▶ _EXERCISE BRIEF_
Could you lay out every line of the listing below as a Markdown table with the columns Row and Line, numbering the rows, skipping blank lines, and leaving out the pictures?

Position annotation listing:

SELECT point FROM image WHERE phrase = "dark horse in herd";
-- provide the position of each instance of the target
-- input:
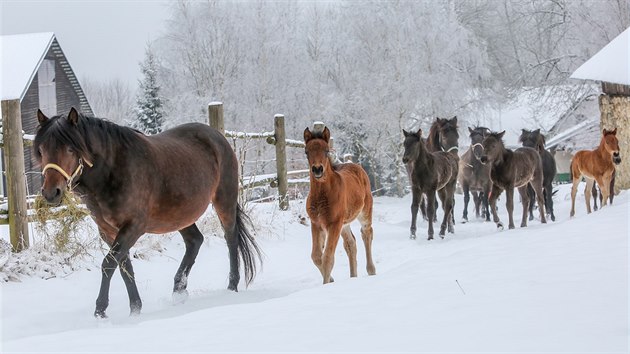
(134, 184)
(431, 173)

▶ _FINISHED ANSWER_
| Row | Line |
|---|---|
| 1 | SELECT point FROM image WHERE phrase = "dark horse in herd"; |
| 2 | -- provide the position of each instance of the target |
| 3 | -- input: |
| 4 | (134, 184) |
| 5 | (431, 173) |